*Reading text*:
╔══

Football stadium in Andorra

The Estadi Comunal d'Andorra la Vella is a small football stadium in Andorra la Vella, the capital of Andorra. The stadium has a capacity of 1,249. It was built in 1990. The stadium also has a running track. The Estadi Comunal d'Andorra la Vella and the Camp d'Esports d'Aixovall together host all games from Andorra's two highest football competitions, the Primera Divisió and the Segona Divisió. It also hosted all Andorra national football team games until the opening of the Estadi Nacional in 2014.

== History ==
Due its size, Andorra occasionally had to move matches away from the Estadi Comunal d'Andorra la Vella. An example of this occurred during UEFA Euro 2008 qualifying when the Andorran Football Federation opted to move their match against the England national football team to the Estadi Olímpic Lluís Companys in Barcelona, Spain in order to accommodate the large number of England fans. The ground does meet the UEFA stadium criteria to host UEFA Europa League qualifying matches. However it has since been adjudged to no longer meet UEFA standards for hosting international competitive games.

╚══

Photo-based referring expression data
╔══

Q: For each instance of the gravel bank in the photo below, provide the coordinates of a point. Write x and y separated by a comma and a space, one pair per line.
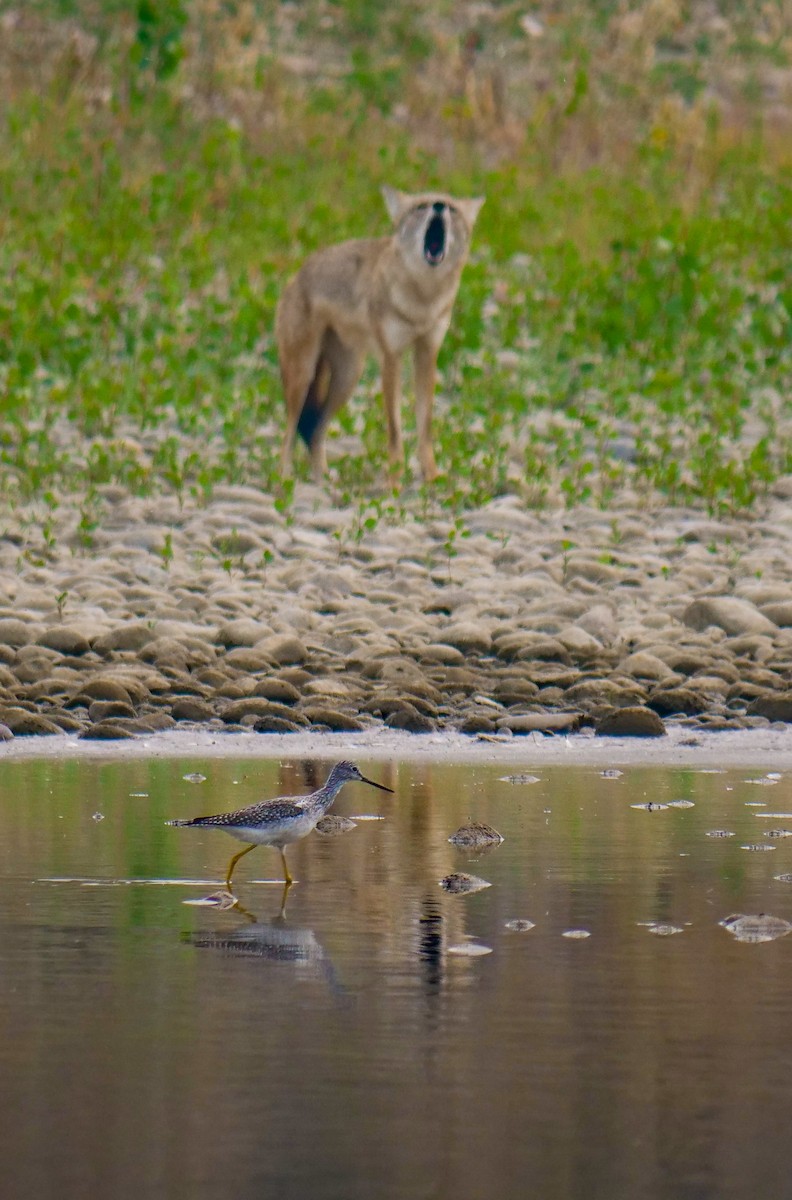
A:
239, 617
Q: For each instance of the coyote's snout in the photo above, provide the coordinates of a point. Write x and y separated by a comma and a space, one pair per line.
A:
378, 295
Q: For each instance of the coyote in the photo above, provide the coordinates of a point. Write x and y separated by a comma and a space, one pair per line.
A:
378, 295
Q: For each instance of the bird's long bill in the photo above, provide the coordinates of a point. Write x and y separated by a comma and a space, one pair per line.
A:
381, 786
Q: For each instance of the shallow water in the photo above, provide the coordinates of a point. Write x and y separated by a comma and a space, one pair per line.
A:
349, 1048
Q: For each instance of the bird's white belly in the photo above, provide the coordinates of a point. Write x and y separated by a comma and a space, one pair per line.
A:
275, 833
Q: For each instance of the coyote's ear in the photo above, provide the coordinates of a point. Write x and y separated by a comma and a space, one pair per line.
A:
396, 203
471, 209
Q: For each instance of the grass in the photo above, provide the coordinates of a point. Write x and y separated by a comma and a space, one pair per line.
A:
625, 319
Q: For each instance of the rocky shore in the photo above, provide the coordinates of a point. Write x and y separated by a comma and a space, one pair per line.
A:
243, 615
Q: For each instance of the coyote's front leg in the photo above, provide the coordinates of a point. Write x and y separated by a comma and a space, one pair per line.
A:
425, 360
393, 399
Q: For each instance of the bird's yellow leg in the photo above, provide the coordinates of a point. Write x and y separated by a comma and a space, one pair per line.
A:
286, 892
234, 862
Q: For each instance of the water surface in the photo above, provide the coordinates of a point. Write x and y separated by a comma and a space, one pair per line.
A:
348, 1047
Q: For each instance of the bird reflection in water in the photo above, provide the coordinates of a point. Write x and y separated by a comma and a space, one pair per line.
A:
270, 941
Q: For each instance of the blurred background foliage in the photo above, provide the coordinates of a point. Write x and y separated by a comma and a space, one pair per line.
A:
627, 316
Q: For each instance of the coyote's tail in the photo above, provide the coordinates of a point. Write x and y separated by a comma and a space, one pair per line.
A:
312, 406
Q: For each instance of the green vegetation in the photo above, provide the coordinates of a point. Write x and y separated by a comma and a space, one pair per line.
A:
627, 317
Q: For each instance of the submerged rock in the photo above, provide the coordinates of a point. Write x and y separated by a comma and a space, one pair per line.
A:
760, 928
459, 883
475, 833
331, 825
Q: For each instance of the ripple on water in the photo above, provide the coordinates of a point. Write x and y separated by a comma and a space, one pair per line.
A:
459, 883
469, 949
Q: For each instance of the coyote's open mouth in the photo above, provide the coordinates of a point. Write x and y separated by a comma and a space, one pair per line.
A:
435, 240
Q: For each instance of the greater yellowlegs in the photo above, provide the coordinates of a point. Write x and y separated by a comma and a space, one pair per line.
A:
283, 820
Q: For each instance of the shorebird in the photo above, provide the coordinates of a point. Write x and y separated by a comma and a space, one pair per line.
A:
280, 821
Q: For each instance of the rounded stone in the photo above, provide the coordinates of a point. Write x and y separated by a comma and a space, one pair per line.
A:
191, 709
340, 723
247, 659
468, 637
283, 649
775, 707
256, 706
280, 690
477, 724
643, 665
730, 613
241, 631
636, 721
65, 640
677, 700
102, 709
411, 720
24, 724
16, 633
275, 725
131, 636
540, 723
107, 731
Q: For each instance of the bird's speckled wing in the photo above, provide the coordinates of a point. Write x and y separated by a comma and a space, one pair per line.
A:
255, 814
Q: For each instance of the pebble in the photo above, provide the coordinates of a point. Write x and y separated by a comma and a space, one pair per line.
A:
503, 641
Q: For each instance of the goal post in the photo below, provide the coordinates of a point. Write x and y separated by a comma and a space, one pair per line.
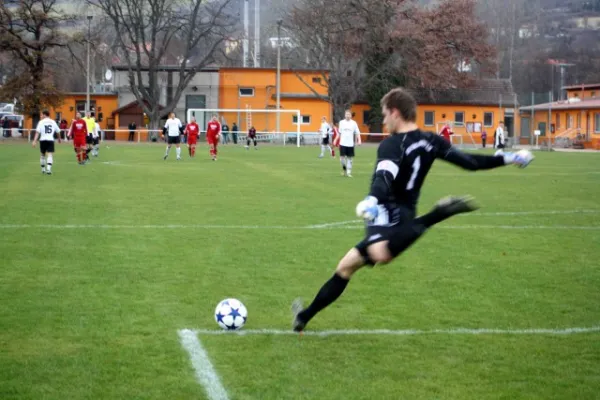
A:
263, 120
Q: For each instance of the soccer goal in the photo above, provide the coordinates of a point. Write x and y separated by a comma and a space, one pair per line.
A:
263, 120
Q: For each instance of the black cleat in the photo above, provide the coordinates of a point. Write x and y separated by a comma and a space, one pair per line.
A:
297, 324
456, 205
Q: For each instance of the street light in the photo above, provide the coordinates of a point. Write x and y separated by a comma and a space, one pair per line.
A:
87, 90
278, 91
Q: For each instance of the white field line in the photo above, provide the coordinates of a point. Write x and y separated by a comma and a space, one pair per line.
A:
354, 225
403, 332
205, 373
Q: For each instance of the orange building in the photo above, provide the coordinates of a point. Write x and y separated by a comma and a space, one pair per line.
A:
470, 111
255, 89
574, 121
102, 104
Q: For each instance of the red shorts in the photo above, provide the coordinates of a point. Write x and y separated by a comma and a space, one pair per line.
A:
79, 141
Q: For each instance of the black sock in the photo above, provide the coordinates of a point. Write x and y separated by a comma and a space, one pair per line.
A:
405, 236
330, 291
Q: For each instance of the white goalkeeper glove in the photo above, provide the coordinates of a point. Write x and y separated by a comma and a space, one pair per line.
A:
367, 209
522, 158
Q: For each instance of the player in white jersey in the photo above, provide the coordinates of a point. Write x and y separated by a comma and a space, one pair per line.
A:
45, 132
325, 132
173, 129
349, 136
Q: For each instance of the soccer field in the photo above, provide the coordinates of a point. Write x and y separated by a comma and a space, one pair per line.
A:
111, 273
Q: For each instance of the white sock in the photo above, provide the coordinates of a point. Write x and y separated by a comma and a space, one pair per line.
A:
49, 163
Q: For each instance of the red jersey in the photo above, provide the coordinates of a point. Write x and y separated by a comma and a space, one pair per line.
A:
78, 128
213, 128
192, 130
446, 132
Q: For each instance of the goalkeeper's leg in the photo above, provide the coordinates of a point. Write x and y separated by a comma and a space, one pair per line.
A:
381, 245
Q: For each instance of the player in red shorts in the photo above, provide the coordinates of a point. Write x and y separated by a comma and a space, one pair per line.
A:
213, 129
251, 137
446, 132
192, 131
79, 133
335, 140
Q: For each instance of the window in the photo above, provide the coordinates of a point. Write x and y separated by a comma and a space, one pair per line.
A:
366, 117
488, 119
305, 119
459, 118
429, 118
246, 92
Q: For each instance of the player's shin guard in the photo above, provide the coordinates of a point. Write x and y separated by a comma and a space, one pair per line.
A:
49, 163
330, 291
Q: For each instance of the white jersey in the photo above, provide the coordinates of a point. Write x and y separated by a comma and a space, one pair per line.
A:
173, 126
499, 135
347, 131
324, 130
47, 128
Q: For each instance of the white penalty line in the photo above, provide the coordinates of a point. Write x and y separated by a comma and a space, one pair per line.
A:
400, 332
204, 370
346, 225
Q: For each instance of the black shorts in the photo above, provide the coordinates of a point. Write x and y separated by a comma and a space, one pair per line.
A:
391, 218
46, 146
347, 151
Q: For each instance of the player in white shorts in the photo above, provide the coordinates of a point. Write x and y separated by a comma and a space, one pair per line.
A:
349, 137
46, 131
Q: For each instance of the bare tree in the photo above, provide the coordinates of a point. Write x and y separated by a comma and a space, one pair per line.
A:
146, 30
30, 31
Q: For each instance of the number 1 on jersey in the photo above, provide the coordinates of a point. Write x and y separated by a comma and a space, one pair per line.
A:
416, 166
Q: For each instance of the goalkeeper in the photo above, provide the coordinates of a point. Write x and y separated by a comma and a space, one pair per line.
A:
403, 161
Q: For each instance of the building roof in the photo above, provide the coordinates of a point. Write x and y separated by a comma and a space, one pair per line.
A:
133, 104
119, 67
582, 86
565, 105
484, 92
300, 96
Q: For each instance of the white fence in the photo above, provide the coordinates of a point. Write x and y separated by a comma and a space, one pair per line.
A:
284, 138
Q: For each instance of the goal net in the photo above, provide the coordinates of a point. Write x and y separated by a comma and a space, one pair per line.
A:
263, 120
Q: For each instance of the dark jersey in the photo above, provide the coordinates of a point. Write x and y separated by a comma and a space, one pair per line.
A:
404, 160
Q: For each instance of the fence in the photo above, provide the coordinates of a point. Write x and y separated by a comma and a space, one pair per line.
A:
284, 138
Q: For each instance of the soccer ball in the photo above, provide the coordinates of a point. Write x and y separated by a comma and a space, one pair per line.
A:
231, 314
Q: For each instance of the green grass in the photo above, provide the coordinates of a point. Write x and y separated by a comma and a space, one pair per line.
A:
93, 313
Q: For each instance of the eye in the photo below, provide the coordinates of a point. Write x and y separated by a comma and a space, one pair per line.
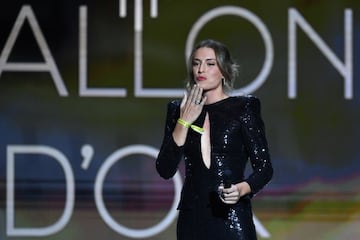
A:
195, 63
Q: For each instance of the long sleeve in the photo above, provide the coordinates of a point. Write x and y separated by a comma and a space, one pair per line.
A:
256, 146
170, 154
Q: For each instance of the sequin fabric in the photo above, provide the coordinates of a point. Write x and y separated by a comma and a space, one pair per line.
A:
237, 135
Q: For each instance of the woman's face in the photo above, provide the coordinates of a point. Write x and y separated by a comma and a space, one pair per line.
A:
206, 70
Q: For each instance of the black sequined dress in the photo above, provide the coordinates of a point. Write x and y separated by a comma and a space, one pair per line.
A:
236, 135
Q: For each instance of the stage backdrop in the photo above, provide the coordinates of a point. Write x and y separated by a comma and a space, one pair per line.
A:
83, 93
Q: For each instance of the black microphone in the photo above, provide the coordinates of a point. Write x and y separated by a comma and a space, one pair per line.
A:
227, 178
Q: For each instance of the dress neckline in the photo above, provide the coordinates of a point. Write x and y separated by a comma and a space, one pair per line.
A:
219, 102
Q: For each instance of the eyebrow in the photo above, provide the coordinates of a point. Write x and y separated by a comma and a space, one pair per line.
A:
207, 59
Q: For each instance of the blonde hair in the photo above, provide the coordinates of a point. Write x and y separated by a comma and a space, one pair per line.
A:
227, 66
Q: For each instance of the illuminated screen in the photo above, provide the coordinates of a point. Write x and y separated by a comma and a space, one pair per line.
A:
83, 93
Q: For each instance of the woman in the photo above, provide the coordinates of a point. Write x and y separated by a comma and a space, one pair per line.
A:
215, 134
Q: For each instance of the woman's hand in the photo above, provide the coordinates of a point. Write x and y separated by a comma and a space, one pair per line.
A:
190, 109
232, 194
191, 106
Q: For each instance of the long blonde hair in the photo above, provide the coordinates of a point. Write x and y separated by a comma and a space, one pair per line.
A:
227, 66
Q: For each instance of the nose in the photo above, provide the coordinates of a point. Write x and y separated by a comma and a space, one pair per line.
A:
200, 68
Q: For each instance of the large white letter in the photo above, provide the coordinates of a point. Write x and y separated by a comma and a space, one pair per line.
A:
346, 69
104, 213
10, 186
49, 64
241, 12
83, 89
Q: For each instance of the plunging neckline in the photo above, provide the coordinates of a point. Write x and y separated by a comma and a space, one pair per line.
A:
205, 144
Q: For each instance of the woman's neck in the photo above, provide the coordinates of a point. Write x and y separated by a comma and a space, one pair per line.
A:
212, 97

╚══

*Task requirements*:
- a) Answer these questions from the text on the Andorra la Vella stadium, marking each answer with the same numeral:
(i) In what year was the stadium built?
(ii) What is the stadium's capacity?
(iii) To which venue was the UEFA Euro 2008 qualifying match against England moved?
- b) How would you render this sentence from the text on the Andorra la Vella stadium in Spanish: "The stadium also has a running track."
- c) Could you carry the text on the Andorra la Vella stadium forward from where it stops?
These records were taken from a different source.

*Answers to this exercise*:
- a)
(i) 1990
(ii) 1,249
(iii) The Estadi Olímpic Lluís Companys in Barcelona, Spain

- b) El estadio también tiene una pista de atletismo.

- c)
Owing to its location under the Pyrenees, it is noted to have a swirling wind that can affect play. In 2015, the football magazine FourFourTwo named it as one of their top twelve most beautiful football grounds in the world.

In 2024, it was proposed that the Estadi Comunal d'Andorra la Vella would be renovated and expanded in order for FC Andorra to continue to meet Royal Spanish Football Federation rules about having to play league matches on natural grass pitches after the Estadi Nacional was converted to artificial pitch for the Andorra national rugby union team. However, this proposal was dropped after opposition from FC Andorra owner Gerard Piqué. In 2025, the stadium caught fire during renovations in preparation for the Games of the Small States of Europe, after receiving a €514,000 grant for them. However the Andorran Fire Brigade were able to extinguish it and only a scissor lift was damaged.